[Location annotation dataset excerpts]
++++++++

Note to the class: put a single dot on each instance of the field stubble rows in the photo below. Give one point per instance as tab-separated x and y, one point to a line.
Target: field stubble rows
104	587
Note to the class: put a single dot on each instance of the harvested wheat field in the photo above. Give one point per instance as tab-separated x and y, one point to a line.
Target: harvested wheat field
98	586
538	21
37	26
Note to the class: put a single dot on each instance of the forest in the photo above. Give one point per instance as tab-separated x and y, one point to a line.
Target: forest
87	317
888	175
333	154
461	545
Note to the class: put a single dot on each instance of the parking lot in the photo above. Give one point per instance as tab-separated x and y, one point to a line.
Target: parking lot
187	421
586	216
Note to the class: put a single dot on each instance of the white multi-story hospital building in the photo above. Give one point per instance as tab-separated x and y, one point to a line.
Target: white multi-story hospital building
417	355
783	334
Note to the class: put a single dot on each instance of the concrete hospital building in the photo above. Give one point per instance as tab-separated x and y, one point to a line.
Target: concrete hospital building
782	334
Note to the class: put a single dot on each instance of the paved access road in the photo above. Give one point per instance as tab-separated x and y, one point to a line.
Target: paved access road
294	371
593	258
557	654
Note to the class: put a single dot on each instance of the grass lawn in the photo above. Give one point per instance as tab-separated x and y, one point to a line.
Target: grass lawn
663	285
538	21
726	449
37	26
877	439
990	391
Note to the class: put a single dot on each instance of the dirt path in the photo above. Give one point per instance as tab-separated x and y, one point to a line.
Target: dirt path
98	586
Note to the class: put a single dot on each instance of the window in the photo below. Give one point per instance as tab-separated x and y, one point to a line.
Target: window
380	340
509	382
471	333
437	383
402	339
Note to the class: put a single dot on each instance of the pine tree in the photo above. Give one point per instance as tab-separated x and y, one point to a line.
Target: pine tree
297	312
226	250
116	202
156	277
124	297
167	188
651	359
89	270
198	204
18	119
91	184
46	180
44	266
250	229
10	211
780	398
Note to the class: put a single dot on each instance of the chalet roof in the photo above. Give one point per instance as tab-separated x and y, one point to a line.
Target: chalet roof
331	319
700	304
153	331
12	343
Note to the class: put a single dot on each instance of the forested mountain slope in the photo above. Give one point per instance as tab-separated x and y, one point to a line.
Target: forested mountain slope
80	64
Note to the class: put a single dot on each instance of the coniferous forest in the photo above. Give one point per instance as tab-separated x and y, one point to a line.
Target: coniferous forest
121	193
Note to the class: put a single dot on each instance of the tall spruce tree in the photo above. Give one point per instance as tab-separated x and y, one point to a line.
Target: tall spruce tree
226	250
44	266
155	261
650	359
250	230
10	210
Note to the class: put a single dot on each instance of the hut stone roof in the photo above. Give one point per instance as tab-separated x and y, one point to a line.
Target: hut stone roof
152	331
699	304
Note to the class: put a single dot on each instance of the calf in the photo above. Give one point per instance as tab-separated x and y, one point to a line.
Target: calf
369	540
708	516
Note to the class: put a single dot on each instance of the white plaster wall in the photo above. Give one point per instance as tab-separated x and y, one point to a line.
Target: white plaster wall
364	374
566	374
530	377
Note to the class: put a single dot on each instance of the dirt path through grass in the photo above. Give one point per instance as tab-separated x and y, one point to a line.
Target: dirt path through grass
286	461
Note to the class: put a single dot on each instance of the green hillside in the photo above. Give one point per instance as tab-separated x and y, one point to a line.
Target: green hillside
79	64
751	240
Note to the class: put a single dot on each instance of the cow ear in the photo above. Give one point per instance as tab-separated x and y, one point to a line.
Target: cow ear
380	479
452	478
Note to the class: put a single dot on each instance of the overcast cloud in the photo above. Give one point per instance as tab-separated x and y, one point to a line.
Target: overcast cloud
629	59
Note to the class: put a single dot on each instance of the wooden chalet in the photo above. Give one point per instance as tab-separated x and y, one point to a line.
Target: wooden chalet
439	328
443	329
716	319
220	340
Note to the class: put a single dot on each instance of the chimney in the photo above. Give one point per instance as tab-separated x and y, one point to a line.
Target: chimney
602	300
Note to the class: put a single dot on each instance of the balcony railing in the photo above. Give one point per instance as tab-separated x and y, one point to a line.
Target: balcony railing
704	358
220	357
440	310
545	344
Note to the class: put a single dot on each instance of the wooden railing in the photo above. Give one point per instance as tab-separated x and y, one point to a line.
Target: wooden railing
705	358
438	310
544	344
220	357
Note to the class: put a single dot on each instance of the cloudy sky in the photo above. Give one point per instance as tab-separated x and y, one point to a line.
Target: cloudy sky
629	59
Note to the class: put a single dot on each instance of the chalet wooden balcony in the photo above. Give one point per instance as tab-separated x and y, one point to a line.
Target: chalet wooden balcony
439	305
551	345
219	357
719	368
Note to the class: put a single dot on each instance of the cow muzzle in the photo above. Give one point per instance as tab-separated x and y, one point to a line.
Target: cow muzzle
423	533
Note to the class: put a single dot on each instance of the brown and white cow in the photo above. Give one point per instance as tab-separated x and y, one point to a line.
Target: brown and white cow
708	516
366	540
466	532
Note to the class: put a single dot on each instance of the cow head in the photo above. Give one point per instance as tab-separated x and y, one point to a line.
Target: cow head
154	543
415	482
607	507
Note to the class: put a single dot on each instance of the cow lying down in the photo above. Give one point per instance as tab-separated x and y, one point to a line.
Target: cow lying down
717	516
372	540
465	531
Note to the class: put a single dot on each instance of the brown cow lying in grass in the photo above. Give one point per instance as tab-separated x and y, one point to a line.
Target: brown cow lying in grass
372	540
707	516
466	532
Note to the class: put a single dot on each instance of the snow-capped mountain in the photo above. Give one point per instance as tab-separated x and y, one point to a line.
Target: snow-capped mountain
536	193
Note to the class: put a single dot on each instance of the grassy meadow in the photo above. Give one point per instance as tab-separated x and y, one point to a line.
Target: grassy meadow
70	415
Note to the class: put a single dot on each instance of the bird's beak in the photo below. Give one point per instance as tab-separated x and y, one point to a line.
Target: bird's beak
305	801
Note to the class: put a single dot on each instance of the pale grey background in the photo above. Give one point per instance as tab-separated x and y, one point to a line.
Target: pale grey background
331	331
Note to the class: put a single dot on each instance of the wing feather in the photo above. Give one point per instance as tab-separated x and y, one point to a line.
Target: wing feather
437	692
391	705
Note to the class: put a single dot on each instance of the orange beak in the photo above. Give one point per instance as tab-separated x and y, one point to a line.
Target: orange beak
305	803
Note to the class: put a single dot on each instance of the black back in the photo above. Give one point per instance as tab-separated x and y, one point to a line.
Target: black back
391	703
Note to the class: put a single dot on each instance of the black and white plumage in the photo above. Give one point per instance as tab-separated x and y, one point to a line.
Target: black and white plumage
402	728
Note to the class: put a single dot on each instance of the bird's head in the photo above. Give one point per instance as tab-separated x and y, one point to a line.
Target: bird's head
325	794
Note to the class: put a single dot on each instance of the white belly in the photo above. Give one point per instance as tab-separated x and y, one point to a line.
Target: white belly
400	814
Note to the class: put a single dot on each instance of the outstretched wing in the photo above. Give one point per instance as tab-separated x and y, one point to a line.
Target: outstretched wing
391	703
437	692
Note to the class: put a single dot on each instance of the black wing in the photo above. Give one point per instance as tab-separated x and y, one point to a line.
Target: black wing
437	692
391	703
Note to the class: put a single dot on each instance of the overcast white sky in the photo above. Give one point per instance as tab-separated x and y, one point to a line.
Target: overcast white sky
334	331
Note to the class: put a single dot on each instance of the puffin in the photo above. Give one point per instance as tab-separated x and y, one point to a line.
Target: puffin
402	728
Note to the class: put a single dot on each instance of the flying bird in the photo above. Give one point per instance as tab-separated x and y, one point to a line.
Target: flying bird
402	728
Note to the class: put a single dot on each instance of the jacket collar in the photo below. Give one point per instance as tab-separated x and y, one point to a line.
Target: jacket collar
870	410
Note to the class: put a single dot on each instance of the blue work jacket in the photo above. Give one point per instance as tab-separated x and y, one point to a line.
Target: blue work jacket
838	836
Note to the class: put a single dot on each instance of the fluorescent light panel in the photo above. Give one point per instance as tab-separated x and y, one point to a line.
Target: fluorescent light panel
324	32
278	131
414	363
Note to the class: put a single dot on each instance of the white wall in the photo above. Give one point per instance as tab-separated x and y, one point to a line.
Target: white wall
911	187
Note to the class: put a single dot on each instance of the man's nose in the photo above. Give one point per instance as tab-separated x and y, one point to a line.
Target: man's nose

++++++++

# [Stated exercise]
Only the lines from the one holding "of the fluorescent" through the end of the listing should be given again, exactly and with both ends included.

# [The result]
Note to the class: put a single dot on each instance of the fluorescent light panel in the photo above. Give one point per instance as tab-separated x and y, one point to a line.
Target: fluorescent light panel
324	32
278	131
414	363
Note to the class: put a single dot on each instance of the white wall in the photo above. Give one point per instance as tab-separated x and y, one point to a line.
Target: white wall
911	187
Note to the class: put a single dot on each instance of the man's nose in the photo above. Give one point per instance as tab-separated x and y, one point to a line.
Target: man's nose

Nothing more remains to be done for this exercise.